**Problem:**
Copy the passage of the article on insurers leaving the Obamacare exchanges word for word, from "What happens if—when?—Americans" up to and including "a rhetorical question.".
___ Document extract ___
What happens if—when?—Americans can no longer buy health insurance on the Obamacare exchanges? Will they still have to pay the Obamacare penalty for being uninsured?
It’s not a rhetorical question.
According the Associated Press, Aetna’s decision to pull out of the exchanges in all but a few states means that residents of one rural Arizona county will have no Obamacare option.
And many more consumers could soon be facing the same problem.
The Dallas Morning News reports, “Last year, at least 50 of the state’s [Texas] 254 counties had only one insurer to offer an individual market plan.”
But that story ran before Scott & White, an insurer connected to the Baylor health system, announced it would pull out of 58 Texas counties. As a result, “There are 23 Texas counties that offered both Aetna and Scott & White health plans last year that will have neither option in the next,” according to a subsequent Morning News story.
But at least there’s Blue Cross, right? “Blue Cross and Blue Shield of Texas currently offers health insurance plans on the federal marketplace in most of the state,” the Morning News adds. “If it were to stop, more than fifty areas would have no Obamacare option at all. That insurer responded saying no final decisions have been made about 2017.” [emphasis added]
Oh, did I mention that Texas Blue Cross asked for a 60 percent increase to its premiums for 2017? Oklahoma Blue Cross wants a 50 percent increase and Arizona BC has asked for a 65 percent increase. New Mexico’s Blues abandoned the exchange last year after being denied a 50 percent increase, while Minnesota’s BC has dramatically pared back its offerings.
It’s hard to overstate the importance of these changes. The Blues historically have a commitment to offering comprehensive coverage to as many as possible. As Investor’s Business Daily puts it, “If any insurer could cope with ObamaCare, it should have been Blue Cross Blue Shield.” So you know there’s a problem.
Unless you’re the White House, in which case everything’s great!
Centers for Medicare and Medicaid Services Acting Administrator Andy Slavitt tweeted that health insurers needed to get with the times. That means realizing that “the economics are compelling” and that “in the meantime, vast majority of consumers have & will have affordable options & most will be protected from rate increases.”
Translation: You stupid health insurers just don’t understand what a business opportunity you’re missing out on.
No one ever accused the Obama administration of having any business sense, which is one reason so many voters were initially attracted to Donald Trump.
So back to the question: Would people have to pay the Obamacare-mandated fine if no health insurers are offering coverage in their areas? I think the answer is no.
There is a provision in Obamacare that says if you cannot find an Obamacare-qualified policy for less than 8 percent of household income after taxpayer-provided subsidies, you’re exempt from the mandate to have coverage.
If there are no Obamacare-qualified plans available to individuals in a given area, then those individuals can’t buy one for less than 8 percent of their income.
But there’s a caveat: Aetna says, “The company will continue to offer an off-exchange individual product option for 2017 to consumers in the vast majority of counties where it offered individual public exchange products in 2016.”
If those off-exchange policies are available in your area, I think you would still be subject to the mandate, but only if you could find a policy for less than 8 percent of your household income.
Thus, a family with the median household income of $57,000 would have to be able to buy a family policy for less than $4,560. A family with $100,000 income would have to find one for less than $8,000. That’s unlikely, because Obamacare has driven the cost of health insurance so high, which means that most families with no access to qualified policies will have get-out-of-Obamacare-jail-free cards.
___ Data to examine ___
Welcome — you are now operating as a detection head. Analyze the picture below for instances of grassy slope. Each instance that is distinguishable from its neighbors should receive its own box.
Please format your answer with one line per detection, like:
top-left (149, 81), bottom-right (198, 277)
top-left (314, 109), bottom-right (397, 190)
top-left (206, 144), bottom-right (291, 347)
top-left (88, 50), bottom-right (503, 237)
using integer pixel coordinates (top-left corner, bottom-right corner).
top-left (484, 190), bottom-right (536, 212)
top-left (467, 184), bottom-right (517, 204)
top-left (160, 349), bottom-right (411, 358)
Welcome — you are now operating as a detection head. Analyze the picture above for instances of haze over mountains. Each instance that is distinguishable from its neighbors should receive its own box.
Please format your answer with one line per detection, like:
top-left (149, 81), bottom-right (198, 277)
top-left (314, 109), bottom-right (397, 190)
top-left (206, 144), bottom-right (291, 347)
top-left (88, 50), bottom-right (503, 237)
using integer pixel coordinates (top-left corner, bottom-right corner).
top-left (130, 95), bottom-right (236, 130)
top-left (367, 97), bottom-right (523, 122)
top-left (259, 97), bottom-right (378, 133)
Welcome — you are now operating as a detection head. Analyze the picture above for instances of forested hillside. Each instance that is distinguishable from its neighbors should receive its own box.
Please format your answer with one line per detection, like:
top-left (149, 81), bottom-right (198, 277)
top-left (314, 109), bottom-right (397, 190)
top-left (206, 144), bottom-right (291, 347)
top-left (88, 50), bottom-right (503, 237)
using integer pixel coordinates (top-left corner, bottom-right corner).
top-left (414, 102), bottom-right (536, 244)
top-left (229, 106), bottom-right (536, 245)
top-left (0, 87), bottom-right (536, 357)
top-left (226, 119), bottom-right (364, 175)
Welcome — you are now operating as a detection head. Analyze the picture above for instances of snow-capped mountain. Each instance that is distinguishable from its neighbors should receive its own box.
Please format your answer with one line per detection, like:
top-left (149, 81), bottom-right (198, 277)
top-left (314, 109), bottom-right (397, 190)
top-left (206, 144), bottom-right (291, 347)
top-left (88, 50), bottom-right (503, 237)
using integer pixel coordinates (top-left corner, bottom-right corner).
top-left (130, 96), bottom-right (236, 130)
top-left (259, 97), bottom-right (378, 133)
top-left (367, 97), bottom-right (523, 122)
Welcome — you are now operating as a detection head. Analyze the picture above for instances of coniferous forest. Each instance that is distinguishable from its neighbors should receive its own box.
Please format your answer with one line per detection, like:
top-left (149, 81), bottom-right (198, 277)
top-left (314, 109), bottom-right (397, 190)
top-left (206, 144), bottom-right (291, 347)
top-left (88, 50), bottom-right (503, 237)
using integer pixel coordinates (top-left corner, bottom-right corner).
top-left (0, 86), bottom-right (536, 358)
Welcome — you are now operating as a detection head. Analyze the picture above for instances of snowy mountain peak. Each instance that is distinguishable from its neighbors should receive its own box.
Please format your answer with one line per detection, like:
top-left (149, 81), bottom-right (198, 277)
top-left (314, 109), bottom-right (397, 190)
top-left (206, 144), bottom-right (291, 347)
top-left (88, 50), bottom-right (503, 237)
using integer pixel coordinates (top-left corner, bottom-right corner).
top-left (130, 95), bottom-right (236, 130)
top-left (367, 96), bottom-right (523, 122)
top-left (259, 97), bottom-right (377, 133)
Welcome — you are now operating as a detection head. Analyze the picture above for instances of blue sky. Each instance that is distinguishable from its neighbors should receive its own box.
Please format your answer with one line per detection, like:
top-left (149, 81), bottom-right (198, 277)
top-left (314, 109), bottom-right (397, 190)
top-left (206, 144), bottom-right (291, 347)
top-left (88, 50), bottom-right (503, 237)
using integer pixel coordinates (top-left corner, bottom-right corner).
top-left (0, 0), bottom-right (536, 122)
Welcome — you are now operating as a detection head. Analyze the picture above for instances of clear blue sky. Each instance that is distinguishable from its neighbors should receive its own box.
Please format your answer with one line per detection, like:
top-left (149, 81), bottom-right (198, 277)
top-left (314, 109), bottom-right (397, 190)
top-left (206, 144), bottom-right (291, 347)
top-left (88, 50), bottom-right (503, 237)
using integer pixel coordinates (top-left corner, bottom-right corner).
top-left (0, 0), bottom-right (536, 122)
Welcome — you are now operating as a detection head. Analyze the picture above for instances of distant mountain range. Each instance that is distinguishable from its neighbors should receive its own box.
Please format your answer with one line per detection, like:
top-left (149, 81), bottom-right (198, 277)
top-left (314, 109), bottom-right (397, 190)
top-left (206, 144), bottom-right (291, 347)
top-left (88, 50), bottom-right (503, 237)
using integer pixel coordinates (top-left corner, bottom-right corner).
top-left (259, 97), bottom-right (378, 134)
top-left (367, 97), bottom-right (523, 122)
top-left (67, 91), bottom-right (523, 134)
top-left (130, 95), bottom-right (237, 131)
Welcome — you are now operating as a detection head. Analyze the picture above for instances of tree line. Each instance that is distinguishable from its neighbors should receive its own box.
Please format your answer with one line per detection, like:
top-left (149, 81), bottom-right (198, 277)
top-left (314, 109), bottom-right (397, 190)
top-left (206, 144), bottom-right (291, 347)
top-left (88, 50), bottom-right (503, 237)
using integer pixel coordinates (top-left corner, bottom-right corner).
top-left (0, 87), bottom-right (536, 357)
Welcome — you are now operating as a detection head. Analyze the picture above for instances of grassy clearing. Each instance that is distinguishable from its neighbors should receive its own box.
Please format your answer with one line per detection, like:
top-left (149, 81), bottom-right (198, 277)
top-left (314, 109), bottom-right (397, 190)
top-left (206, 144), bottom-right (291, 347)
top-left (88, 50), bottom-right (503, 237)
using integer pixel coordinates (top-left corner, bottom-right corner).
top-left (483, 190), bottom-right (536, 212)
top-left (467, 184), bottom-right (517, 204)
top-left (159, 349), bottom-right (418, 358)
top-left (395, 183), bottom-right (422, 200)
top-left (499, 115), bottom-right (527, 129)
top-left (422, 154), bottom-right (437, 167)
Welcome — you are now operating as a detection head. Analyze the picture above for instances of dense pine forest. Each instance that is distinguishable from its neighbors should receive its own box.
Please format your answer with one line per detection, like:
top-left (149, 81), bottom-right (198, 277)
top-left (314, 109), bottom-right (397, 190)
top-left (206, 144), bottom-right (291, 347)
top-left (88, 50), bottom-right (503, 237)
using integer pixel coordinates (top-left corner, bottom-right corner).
___
**Task result:**
What happens if—when?—Americans can no longer buy health insurance on the Obamacare exchanges? Will they still have to pay the Obamacare penalty for being uninsured?
It’s not a rhetorical question.